EXERCISE: From the first line to the last, transcribe the material exactly.
· · · · · · ·
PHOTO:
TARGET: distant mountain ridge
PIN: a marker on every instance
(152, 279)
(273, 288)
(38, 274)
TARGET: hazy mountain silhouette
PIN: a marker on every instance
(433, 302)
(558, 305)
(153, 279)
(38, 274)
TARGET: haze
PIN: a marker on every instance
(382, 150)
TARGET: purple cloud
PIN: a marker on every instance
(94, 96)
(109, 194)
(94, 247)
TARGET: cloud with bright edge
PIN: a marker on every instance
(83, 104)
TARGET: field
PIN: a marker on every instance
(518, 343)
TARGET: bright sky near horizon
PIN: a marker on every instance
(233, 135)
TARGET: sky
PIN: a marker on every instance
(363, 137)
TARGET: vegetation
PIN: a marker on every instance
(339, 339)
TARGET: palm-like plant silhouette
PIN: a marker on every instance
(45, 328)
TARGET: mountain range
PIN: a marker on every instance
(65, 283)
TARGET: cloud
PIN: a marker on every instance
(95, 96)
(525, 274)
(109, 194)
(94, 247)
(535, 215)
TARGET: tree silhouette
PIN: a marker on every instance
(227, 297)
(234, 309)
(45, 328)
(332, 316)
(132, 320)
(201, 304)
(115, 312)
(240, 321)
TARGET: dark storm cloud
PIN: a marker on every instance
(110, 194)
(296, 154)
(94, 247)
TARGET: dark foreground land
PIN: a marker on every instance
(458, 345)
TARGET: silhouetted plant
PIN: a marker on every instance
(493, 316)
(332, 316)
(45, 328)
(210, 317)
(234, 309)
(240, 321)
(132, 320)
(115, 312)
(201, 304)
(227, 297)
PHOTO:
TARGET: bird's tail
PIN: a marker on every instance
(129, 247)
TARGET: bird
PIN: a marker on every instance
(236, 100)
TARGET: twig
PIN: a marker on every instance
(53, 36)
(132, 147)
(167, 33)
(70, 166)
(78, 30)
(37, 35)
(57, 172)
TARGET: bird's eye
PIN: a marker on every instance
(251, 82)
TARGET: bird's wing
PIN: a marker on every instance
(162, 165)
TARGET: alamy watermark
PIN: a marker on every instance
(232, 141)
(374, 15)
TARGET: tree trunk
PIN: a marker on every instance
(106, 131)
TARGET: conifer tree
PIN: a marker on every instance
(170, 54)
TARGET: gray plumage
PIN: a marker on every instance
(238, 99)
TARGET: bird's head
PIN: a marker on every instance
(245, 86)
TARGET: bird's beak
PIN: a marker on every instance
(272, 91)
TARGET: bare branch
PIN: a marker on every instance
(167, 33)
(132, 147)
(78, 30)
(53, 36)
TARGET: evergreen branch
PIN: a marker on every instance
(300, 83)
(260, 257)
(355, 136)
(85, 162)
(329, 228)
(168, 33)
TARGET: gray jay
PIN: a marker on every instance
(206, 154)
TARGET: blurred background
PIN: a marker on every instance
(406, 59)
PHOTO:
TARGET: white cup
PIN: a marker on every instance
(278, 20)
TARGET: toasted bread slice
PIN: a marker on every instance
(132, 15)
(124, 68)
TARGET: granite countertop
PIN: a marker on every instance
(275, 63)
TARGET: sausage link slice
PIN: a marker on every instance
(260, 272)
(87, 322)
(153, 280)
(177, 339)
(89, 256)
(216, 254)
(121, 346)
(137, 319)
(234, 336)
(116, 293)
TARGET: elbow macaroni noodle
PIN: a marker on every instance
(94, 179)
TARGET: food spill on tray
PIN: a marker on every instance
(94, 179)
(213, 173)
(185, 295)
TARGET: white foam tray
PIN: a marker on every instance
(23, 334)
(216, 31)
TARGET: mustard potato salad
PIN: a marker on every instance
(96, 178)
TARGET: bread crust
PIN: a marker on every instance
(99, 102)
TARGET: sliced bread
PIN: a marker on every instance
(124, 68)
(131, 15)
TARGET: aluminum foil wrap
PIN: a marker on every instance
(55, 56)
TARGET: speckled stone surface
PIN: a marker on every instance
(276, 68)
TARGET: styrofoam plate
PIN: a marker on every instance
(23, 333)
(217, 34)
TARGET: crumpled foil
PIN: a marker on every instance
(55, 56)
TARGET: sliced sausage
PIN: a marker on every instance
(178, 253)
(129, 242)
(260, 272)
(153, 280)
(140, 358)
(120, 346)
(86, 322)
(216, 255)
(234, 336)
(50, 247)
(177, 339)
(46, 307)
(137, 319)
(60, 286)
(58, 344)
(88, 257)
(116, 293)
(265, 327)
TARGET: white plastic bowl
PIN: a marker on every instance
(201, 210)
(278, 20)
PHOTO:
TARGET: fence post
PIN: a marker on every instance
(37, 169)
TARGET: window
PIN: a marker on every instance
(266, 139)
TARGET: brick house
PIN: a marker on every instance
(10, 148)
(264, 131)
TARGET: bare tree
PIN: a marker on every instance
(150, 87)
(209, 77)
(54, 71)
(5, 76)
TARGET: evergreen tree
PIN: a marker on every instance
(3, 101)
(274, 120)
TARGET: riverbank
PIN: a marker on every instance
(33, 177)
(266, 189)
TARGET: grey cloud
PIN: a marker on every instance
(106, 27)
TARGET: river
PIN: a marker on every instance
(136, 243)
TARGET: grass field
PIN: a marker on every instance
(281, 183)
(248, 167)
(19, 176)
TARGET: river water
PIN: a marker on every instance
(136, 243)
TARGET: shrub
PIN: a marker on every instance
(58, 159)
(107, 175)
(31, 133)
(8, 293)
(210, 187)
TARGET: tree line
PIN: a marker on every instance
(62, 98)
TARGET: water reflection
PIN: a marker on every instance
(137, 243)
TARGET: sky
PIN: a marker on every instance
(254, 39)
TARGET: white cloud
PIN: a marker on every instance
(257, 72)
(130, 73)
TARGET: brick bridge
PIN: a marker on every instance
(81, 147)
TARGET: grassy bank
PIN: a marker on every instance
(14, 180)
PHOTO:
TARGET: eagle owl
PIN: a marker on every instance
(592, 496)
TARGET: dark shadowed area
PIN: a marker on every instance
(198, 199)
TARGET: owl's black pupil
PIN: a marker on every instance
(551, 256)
· · · · · · ·
SOLUTION FOR THIS PROBLEM:
PHOTO:
TARGET: distant mountain ridge
PIN: a marker on every instance
(152, 279)
(273, 288)
(38, 274)
TARGET: hazy mountain silhouette
PIN: a marker on every instance
(433, 302)
(558, 305)
(153, 279)
(38, 274)
TARGET: haze
PIN: a marker on every instance
(382, 150)
TARGET: purple cloud
PIN: a marker on every instance
(94, 96)
(109, 194)
(94, 247)
TARGET: cloud with bright edge
PIN: a marker on every instance
(83, 104)
TARGET: field
PIN: a marker on every instance
(518, 343)
TARGET: bright sky near horizon
PIN: a marker on every instance
(233, 135)
TARGET: sky
PIN: a marker on every instance
(363, 137)
TARGET: vegetation
PIN: a marker on every instance
(339, 339)
TARGET: palm-like plant silhouette
PIN: a marker on every instance
(45, 328)
TARGET: mountain range
PIN: a marker on every instance
(65, 283)
TARGET: cloud
PIN: a marker on every instance
(95, 96)
(525, 274)
(109, 194)
(94, 247)
(535, 215)
TARGET: tree silhouette
PIN: a marker on every instance
(227, 297)
(234, 309)
(45, 328)
(332, 316)
(132, 320)
(201, 304)
(115, 312)
(240, 321)
TARGET: dark storm cloud
PIN: a marker on every instance
(110, 194)
(296, 154)
(94, 247)
TARGET: dark foreground land
PIN: a marker on every instance
(458, 345)
TARGET: silhouetted plant
PIN: a marker on every instance
(493, 316)
(332, 316)
(45, 328)
(210, 317)
(234, 309)
(240, 321)
(132, 320)
(115, 312)
(201, 304)
(227, 297)
PHOTO:
TARGET: bird's tail
PIN: a marker on every instance
(129, 247)
TARGET: bird
PIN: a marker on every instance
(236, 100)
TARGET: twig
PIN: a marker on every instance
(53, 36)
(132, 147)
(167, 33)
(70, 166)
(78, 30)
(37, 35)
(57, 172)
TARGET: bird's eye
PIN: a marker on every instance
(251, 82)
TARGET: bird's wing
PIN: a marker on every instance
(162, 165)
TARGET: alamy watermark
PIN: a marker on every instance
(232, 141)
(374, 15)
TARGET: tree trunk
PIN: a marker on every instance
(106, 131)
TARGET: conifer tree
PIN: a marker on every instance
(170, 54)
TARGET: gray plumage
PIN: a marker on every instance
(238, 99)
TARGET: bird's head
PIN: a marker on every instance
(245, 86)
TARGET: bird's beak
PIN: a marker on every instance
(272, 91)
TARGET: bare branch
PIN: a marker on every instance
(167, 33)
(132, 147)
(78, 30)
(53, 36)
TARGET: evergreen branch
PIN: a marker on every instance
(300, 83)
(260, 257)
(355, 136)
(85, 162)
(329, 228)
(168, 33)
TARGET: gray jay
PIN: a marker on every instance
(206, 154)
TARGET: blurred background
PIN: a marker on every instance
(406, 59)
PHOTO:
TARGET: white cup
PIN: a marker on every instance
(278, 20)
TARGET: toasted bread slice
PIN: a marker on every instance
(132, 15)
(124, 68)
TARGET: granite countertop
PIN: a marker on every instance
(275, 63)
TARGET: sausage link slice
PIN: a marker on every instance
(260, 272)
(87, 322)
(153, 280)
(177, 339)
(89, 256)
(216, 254)
(121, 346)
(137, 319)
(234, 336)
(116, 293)
TARGET: elbow macaroni noodle
PIN: a marker on every instance
(94, 179)
TARGET: food spill on tray
PIN: a marker on every instance
(94, 179)
(213, 173)
(185, 295)
TARGET: white foam tray
PIN: a marker on every instance
(23, 334)
(216, 31)
TARGET: mustard potato salad
PIN: a marker on every instance
(96, 178)
TARGET: bread crust
PIN: a marker on every instance
(99, 102)
TARGET: sliced bread
PIN: a marker on every instance
(124, 68)
(131, 15)
TARGET: aluminum foil wrap
PIN: a marker on every instance
(55, 56)
TARGET: speckled stone surface
PIN: a marker on every instance
(276, 68)
TARGET: styrofoam plate
PIN: a marker on every instance
(23, 333)
(217, 34)
TARGET: crumpled foil
PIN: a marker on every instance
(55, 56)
TARGET: sliced sausage
PIN: a marker on every instance
(178, 253)
(129, 242)
(260, 272)
(153, 280)
(140, 358)
(120, 346)
(86, 322)
(216, 255)
(234, 336)
(50, 247)
(177, 339)
(46, 307)
(137, 319)
(60, 286)
(58, 344)
(88, 257)
(116, 293)
(265, 327)
TARGET: white plastic bowl
PIN: a marker on every instance
(201, 210)
(278, 20)
PHOTO:
TARGET: fence post
PIN: a marker on every instance
(37, 169)
TARGET: window
PIN: a marker on every instance
(266, 139)
TARGET: brick house
PIN: a marker on every instance
(10, 148)
(264, 131)
TARGET: bare tree
PIN: a marker on every instance
(150, 87)
(209, 77)
(54, 71)
(5, 76)
TARGET: evergreen tree
PIN: a marker on every instance
(3, 101)
(274, 120)
TARGET: riverbank
PIN: a marker on every instance
(33, 177)
(266, 189)
TARGET: grey cloud
PIN: a marker on every instance
(106, 27)
TARGET: river
PIN: a marker on every instance
(136, 243)
TARGET: grass field
PIN: a marker on every instance
(281, 183)
(248, 167)
(19, 176)
TARGET: river water
PIN: a marker on every instance
(136, 243)
TARGET: shrub
PIN: a marker on every instance
(58, 159)
(107, 175)
(31, 133)
(8, 293)
(210, 187)
TARGET: tree line
PIN: a marker on every instance
(62, 98)
TARGET: water reflection
PIN: a marker on every instance
(137, 243)
TARGET: sky
PIN: a marker on every instance
(254, 39)
TARGET: white cloud
PIN: a marker on every instance
(257, 72)
(130, 73)
TARGET: brick bridge
PIN: a marker on every instance
(81, 147)
TARGET: grassy bank
PIN: a marker on every instance
(14, 180)
PHOTO:
TARGET: eagle owl
PIN: a marker on every instance
(592, 496)
TARGET: dark shadowed area
PIN: a marker on every instance
(198, 199)
TARGET: owl's black pupil
PIN: a marker on every instance
(551, 256)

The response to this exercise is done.